◆ Given problem
Both the line containing "point: flower center" and the last line of the listing are included: write out exactly the lines from one to the other.

◆ Data supplied
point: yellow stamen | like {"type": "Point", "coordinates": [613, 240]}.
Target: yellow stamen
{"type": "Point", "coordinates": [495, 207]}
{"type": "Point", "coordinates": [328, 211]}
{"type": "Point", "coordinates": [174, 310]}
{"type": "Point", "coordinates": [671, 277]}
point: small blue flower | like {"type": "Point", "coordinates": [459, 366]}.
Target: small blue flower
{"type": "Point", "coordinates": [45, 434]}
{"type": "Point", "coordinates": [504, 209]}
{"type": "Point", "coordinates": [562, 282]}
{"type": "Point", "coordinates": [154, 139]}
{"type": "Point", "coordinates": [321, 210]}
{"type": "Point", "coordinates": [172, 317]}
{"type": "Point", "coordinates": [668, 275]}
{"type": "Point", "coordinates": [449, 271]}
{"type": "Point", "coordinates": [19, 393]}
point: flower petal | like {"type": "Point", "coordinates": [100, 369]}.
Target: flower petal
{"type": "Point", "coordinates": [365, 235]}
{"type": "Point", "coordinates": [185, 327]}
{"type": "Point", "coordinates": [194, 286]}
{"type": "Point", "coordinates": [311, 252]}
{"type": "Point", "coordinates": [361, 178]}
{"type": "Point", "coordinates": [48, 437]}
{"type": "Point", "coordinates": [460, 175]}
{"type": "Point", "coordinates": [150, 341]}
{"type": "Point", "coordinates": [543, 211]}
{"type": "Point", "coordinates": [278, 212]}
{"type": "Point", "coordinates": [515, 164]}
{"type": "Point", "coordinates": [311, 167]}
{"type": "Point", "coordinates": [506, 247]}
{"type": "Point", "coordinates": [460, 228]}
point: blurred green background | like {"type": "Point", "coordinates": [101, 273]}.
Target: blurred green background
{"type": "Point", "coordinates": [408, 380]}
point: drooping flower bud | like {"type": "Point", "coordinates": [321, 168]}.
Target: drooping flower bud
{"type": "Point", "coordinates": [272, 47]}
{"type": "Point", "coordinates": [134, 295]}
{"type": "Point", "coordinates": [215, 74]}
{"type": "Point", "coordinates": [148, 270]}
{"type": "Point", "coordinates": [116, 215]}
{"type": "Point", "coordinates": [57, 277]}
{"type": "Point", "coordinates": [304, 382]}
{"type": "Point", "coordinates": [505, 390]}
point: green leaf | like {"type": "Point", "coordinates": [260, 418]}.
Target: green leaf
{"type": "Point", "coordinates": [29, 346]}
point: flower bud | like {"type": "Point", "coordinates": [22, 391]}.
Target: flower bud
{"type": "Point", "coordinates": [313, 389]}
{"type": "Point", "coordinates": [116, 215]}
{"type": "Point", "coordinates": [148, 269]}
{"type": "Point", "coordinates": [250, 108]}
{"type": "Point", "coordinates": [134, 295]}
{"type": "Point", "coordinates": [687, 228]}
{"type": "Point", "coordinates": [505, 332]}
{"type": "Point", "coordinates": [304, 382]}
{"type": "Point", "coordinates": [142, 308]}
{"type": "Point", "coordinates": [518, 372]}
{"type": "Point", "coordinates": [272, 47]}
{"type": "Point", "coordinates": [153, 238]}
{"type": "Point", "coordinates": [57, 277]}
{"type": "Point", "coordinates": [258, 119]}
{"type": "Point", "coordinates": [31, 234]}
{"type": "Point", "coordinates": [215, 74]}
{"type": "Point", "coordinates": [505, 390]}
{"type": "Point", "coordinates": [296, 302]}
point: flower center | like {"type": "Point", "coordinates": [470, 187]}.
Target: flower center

◆ Solution for this task
point: flower center | like {"type": "Point", "coordinates": [470, 187]}.
Target: flower center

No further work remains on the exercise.